> GIVEN RECORDS:
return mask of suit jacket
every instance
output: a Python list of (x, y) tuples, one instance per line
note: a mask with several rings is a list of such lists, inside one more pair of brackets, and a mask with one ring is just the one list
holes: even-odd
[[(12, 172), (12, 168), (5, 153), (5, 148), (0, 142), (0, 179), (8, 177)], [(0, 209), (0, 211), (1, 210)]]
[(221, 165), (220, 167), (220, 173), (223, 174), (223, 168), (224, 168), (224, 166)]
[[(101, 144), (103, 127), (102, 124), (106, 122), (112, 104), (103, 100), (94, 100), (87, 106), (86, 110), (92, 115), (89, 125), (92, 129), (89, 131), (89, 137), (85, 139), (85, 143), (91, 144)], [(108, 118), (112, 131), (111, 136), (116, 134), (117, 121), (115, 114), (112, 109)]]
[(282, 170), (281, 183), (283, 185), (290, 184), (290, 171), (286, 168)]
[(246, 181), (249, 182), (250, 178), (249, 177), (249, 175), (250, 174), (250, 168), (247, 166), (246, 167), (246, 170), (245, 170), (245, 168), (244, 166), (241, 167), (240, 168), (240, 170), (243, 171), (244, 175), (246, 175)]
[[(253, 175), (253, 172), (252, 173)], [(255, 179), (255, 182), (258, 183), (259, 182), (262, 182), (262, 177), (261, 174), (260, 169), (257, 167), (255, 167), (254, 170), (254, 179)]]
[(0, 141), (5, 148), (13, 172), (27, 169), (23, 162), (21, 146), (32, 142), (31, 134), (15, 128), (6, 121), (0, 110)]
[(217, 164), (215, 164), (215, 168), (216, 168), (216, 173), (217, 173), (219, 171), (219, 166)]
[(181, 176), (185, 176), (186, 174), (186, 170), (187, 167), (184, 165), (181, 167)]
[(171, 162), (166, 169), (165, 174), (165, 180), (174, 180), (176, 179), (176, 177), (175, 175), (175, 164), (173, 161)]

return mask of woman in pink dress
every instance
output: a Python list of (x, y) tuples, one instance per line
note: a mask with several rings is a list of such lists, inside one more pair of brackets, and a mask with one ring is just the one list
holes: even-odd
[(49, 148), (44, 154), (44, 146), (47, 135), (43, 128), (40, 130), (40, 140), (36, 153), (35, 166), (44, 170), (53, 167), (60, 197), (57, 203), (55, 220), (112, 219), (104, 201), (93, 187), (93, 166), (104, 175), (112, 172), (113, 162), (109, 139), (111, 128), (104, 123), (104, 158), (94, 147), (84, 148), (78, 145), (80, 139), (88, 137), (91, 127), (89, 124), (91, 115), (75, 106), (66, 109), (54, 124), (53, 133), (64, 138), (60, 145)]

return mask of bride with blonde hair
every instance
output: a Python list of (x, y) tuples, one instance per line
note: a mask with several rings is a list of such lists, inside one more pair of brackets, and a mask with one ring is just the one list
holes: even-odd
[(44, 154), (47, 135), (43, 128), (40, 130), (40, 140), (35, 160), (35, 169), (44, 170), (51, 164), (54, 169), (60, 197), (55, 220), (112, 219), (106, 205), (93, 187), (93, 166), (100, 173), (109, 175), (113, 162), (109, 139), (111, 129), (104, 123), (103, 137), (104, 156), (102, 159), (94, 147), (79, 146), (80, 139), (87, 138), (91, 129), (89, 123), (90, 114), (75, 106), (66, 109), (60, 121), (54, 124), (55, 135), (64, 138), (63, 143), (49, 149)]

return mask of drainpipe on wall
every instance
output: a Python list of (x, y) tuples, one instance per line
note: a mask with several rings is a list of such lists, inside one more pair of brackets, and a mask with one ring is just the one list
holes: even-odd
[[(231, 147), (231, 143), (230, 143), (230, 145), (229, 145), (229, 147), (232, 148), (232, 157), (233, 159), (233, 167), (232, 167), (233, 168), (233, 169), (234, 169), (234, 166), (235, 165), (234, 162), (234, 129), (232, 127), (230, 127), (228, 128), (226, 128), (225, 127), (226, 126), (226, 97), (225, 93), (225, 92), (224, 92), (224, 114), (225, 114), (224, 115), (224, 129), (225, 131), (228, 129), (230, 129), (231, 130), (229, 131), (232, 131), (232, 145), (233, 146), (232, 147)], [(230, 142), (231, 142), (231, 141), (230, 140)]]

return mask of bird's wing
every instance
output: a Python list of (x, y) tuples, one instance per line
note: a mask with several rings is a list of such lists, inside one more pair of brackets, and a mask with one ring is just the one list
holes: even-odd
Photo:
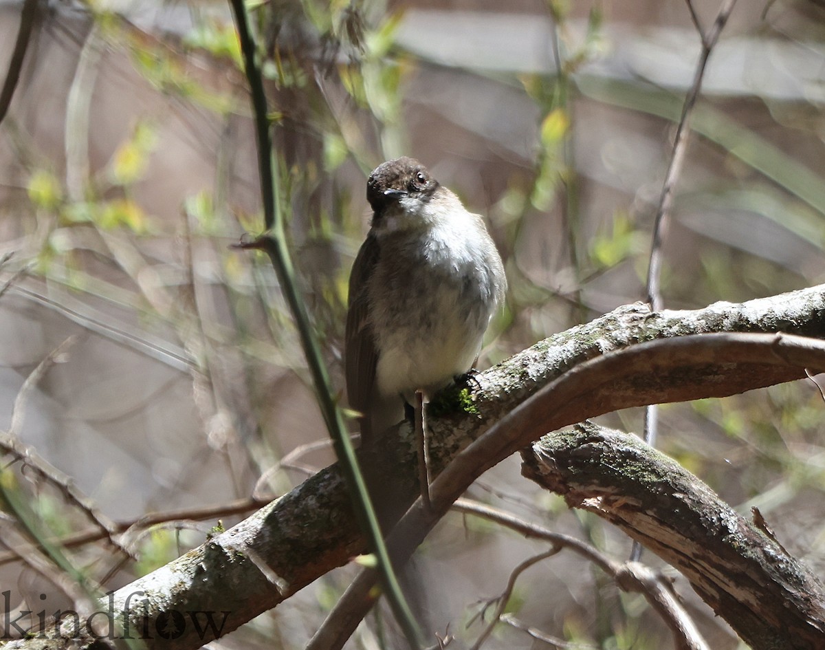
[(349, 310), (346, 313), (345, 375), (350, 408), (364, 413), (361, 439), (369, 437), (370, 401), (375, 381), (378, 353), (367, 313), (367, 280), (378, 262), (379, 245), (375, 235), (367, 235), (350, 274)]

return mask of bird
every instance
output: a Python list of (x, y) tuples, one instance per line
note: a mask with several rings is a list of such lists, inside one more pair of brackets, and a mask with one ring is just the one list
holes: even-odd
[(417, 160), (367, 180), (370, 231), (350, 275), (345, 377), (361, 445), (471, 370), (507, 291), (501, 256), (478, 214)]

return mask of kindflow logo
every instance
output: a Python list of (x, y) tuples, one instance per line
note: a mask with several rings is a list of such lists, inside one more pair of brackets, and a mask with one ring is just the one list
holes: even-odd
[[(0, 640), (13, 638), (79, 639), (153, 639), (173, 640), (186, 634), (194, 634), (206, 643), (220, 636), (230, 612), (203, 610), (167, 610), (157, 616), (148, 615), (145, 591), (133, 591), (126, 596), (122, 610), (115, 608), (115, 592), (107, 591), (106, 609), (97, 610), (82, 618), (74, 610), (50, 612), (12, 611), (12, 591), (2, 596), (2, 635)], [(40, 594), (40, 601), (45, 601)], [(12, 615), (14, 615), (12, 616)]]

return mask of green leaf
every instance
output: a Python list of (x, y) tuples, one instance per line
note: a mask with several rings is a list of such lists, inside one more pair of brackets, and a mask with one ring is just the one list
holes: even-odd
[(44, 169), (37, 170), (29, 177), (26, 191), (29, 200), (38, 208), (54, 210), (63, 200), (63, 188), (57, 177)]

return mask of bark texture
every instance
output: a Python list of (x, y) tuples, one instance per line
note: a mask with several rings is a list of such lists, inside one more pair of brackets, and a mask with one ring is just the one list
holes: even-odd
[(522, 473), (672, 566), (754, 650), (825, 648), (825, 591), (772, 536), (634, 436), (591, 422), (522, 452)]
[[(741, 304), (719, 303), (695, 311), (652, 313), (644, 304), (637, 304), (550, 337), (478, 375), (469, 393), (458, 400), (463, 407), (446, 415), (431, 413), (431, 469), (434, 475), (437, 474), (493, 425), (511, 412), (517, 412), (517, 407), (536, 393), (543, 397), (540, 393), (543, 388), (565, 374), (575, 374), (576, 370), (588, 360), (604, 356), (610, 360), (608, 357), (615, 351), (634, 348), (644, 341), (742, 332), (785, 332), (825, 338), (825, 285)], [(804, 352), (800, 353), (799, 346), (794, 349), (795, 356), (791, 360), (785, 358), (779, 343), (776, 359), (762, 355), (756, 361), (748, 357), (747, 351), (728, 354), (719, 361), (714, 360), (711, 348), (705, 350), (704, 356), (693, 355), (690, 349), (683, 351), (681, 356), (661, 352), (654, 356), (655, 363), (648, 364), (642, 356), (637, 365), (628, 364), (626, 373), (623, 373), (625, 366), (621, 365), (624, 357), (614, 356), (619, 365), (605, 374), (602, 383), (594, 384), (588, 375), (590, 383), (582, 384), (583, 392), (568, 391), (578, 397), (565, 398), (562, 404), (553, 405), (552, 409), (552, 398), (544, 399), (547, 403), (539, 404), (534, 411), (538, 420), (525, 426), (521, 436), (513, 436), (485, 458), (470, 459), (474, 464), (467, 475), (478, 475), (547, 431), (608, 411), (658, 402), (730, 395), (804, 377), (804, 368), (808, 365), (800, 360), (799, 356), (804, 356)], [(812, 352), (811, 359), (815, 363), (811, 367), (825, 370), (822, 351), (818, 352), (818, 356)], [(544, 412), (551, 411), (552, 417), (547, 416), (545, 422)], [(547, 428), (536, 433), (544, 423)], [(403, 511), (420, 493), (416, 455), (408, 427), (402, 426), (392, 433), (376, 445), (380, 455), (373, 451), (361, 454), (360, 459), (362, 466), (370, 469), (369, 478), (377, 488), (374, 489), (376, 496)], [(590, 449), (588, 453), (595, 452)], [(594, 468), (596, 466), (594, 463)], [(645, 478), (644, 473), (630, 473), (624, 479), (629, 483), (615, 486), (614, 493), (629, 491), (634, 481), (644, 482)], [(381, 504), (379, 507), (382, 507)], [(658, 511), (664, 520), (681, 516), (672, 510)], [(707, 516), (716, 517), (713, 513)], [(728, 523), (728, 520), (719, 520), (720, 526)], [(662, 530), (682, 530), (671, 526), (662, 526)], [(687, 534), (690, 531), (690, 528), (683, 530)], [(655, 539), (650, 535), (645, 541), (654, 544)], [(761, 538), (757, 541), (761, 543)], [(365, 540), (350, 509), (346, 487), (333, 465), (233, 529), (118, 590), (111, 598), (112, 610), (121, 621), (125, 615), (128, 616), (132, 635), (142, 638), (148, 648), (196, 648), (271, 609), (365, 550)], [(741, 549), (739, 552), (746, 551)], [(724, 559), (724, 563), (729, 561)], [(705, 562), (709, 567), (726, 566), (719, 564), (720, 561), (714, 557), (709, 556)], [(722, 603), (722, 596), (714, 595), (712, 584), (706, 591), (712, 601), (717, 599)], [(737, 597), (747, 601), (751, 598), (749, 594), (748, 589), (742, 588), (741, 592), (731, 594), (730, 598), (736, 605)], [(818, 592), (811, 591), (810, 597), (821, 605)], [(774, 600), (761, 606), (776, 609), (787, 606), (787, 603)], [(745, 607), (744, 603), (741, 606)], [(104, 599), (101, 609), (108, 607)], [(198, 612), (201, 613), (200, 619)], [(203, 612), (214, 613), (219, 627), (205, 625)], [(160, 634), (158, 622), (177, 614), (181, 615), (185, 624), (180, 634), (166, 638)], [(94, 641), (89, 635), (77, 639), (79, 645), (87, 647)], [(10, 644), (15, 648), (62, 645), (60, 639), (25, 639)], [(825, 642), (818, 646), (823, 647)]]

> PROBLEM DETAILS: Give back each line of the items above that contains the word "return", matching case exactly.

> RESULT OF THIS TASK:
return mask of suit jacket
return mask of woman in pink dress
return mask of bride with blonde hair
return mask of drainpipe on wall
return mask of bird's wing
return mask of bird
return mask of kindflow logo
return mask of green leaf
return mask of bark texture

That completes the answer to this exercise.